→ Given entries

■ ■ ■

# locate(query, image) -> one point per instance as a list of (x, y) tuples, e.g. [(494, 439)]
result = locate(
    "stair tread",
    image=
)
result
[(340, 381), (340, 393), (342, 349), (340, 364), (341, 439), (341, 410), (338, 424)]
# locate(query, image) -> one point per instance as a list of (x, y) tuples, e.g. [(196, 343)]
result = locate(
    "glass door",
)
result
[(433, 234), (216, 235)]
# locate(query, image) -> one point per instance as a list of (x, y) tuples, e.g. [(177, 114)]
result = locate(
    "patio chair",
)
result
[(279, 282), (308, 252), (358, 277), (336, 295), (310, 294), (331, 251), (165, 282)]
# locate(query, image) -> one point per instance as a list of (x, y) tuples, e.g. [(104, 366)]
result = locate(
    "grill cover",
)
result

■ ■ ■

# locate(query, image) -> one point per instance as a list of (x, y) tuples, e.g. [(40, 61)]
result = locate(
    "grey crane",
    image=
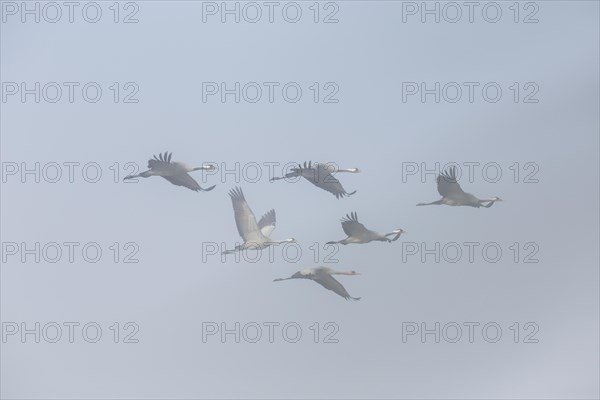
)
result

■ ■ ■

→ Stated exercise
Please quote the data word for word, starting at the line that contains "e.g. [(177, 114)]" and ending at the line that contains "251), (165, 282)]", with both of those lines included.

→ Right answer
# locate(query, image) -> one point per instance as a list of (x, y) tuples, e.g. [(177, 114)]
result = locate(
    "patio chair",
)
result
[(279, 282), (308, 252), (358, 277), (336, 295), (310, 294), (331, 251), (165, 282)]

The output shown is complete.